— Exercise prompt —
Retype, unchanged, the lines of the records starting at the line containing "of the <item>stone" and ending with the line containing "M286 483L331 503L366".

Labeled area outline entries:
[start]

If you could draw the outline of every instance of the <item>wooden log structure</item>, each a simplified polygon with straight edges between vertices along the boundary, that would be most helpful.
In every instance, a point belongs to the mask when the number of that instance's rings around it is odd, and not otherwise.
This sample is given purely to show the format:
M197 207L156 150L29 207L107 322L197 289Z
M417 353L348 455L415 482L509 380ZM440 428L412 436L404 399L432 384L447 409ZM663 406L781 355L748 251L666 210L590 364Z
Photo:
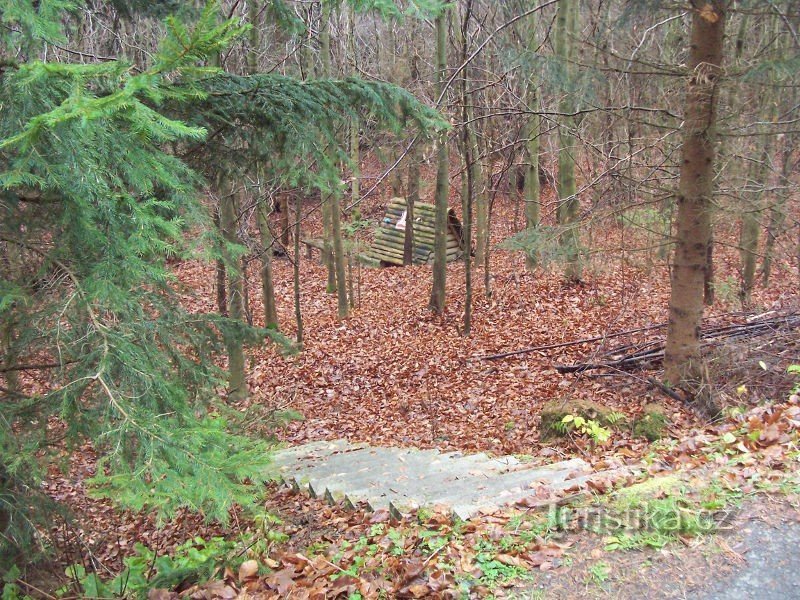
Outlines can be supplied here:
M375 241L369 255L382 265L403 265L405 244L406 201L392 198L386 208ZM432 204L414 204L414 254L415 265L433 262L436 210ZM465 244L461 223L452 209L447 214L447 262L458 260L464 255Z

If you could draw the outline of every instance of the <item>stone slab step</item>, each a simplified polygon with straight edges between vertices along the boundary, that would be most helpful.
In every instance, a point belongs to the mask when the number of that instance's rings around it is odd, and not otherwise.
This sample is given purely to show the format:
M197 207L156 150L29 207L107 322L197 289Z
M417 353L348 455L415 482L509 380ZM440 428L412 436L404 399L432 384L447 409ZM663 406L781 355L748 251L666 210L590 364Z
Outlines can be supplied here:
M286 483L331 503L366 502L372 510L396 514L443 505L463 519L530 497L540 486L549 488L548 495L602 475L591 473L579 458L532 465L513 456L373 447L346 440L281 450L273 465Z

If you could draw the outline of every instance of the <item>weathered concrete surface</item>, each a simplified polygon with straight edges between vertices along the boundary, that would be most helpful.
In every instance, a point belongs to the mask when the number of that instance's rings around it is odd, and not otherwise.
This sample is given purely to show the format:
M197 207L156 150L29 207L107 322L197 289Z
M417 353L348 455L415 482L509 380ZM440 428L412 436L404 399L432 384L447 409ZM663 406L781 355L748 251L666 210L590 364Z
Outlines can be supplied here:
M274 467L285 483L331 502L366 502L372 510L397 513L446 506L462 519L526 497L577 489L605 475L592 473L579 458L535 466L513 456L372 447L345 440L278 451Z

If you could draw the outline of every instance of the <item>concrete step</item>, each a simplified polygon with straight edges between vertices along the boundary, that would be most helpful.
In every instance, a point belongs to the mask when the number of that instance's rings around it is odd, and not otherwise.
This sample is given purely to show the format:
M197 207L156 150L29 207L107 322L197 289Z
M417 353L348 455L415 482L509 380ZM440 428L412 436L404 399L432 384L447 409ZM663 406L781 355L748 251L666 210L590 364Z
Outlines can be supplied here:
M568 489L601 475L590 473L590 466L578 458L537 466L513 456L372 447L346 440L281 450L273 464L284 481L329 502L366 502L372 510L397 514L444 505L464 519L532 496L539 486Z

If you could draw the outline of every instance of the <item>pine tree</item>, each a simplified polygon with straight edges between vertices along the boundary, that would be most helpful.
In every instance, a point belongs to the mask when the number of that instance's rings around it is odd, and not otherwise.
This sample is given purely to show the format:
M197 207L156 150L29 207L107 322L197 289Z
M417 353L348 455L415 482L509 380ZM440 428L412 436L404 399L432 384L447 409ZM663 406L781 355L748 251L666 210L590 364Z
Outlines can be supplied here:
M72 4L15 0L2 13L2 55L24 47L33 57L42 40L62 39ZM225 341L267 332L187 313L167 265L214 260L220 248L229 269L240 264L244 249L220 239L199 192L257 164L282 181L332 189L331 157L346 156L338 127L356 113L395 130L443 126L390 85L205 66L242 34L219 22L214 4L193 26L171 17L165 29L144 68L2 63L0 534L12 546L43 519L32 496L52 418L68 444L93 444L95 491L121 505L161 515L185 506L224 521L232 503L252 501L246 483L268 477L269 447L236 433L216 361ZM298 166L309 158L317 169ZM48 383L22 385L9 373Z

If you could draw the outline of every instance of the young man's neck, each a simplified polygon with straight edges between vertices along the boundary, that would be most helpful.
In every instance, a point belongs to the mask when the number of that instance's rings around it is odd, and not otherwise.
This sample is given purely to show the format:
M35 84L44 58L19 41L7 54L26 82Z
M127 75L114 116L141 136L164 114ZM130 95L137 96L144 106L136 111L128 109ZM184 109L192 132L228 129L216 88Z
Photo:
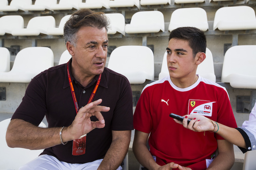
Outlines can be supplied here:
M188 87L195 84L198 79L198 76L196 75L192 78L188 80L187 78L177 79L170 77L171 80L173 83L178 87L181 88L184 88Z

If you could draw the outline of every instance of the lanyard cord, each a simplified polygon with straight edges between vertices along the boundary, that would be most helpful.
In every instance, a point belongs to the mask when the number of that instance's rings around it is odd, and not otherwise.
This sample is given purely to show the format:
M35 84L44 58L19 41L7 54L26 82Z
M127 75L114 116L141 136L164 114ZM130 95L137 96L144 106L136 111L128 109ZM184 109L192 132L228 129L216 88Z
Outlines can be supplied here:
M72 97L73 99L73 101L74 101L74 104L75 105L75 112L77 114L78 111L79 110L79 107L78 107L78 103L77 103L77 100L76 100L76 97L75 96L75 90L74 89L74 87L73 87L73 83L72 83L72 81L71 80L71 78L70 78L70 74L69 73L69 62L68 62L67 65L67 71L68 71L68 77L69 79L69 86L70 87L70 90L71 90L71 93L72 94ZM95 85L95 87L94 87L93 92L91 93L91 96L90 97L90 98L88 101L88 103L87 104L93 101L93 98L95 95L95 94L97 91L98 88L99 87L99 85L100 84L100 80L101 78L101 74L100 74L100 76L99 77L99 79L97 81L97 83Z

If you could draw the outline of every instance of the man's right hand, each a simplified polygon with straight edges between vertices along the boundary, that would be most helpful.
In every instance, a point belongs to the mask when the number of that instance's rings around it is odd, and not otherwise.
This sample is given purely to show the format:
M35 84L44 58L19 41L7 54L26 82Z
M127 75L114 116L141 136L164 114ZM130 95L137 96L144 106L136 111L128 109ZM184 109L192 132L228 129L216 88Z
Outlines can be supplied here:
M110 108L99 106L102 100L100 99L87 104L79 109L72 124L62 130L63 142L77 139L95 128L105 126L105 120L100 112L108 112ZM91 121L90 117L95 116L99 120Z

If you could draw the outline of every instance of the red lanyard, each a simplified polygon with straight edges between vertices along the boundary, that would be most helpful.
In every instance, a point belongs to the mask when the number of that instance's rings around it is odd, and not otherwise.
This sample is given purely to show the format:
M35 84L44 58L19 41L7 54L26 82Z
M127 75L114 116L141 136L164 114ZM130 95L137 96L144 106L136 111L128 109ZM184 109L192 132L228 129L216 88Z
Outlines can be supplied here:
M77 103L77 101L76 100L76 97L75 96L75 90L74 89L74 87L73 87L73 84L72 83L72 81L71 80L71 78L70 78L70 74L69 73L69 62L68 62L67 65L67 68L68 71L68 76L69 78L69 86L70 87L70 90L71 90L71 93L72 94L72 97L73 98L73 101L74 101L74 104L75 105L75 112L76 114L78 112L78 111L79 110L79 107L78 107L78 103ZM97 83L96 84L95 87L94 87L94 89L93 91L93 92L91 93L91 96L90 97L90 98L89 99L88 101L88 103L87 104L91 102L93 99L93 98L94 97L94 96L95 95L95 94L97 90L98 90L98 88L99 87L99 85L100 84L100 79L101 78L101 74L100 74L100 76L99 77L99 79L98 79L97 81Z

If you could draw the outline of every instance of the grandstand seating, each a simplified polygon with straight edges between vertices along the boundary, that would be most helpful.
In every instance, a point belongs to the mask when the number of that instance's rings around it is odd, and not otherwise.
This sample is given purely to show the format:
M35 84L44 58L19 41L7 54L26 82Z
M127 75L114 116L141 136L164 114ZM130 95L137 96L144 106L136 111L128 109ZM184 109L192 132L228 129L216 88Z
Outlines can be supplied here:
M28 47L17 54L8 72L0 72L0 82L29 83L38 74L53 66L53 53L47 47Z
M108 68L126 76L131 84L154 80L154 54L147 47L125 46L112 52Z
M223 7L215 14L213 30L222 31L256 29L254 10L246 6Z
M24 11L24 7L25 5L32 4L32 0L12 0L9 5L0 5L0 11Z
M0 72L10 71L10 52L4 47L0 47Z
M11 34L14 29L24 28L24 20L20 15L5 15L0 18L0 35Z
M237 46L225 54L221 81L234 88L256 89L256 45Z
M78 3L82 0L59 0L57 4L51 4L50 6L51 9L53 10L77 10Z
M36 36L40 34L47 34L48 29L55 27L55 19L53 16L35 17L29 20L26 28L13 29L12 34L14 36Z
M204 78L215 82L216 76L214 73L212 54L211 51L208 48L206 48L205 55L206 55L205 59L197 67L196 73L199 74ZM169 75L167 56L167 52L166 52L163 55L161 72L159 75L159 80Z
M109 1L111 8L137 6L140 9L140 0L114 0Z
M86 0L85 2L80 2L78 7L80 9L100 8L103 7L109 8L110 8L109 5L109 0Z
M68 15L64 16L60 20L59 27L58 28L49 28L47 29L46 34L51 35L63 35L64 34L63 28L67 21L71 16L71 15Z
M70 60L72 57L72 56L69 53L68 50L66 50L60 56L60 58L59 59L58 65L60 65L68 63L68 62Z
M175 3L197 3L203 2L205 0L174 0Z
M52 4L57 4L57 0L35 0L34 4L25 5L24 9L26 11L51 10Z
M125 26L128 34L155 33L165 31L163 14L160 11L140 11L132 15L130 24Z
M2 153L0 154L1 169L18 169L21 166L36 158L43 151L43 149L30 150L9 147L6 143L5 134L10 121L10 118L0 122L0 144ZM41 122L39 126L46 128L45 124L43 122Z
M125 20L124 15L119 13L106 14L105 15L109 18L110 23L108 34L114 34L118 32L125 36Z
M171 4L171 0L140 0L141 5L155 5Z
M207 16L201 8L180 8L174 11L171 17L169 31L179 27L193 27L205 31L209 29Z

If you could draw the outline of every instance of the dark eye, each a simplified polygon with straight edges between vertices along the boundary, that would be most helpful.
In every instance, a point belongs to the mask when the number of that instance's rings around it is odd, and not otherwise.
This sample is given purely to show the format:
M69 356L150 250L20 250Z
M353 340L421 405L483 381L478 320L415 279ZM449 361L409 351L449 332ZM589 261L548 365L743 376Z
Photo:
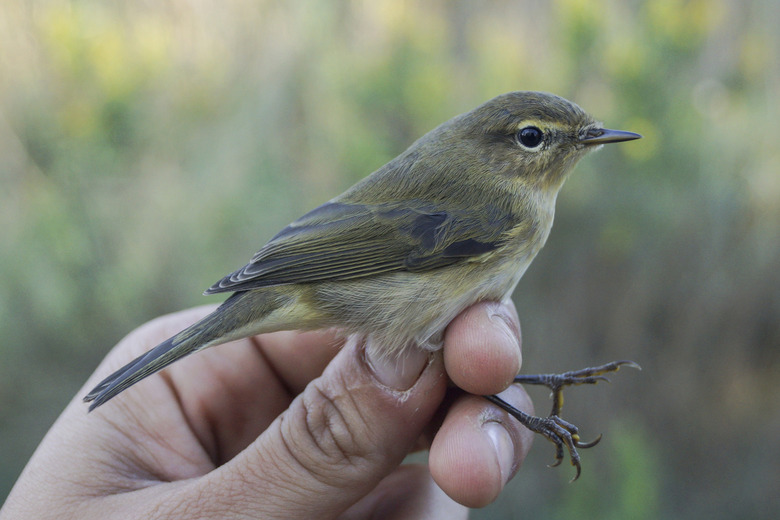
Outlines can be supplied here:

[end]

— Response to the exercise —
If you could draw the outline of every instance of the <item>stone slab step</item>, each a simplified polygon with straight edges between vertices along the boundary, that would be most helpful.
In every instance, a point belongs to the mask when the number of that instance's rings around it is odd, and not otherwise.
This sample is given purely to show the format:
M197 207L156 150L29 207L107 322L197 289Z
M417 353L348 455L415 482L509 380ZM440 428L412 436L404 399L432 384L447 409ZM663 406L781 355L748 251L666 210L590 364Z
Outlines can be supplied here:
M286 483L331 503L366 502L372 510L396 514L443 505L463 519L530 497L540 486L549 488L548 495L602 475L591 473L579 458L532 465L513 456L373 447L346 440L281 450L273 465Z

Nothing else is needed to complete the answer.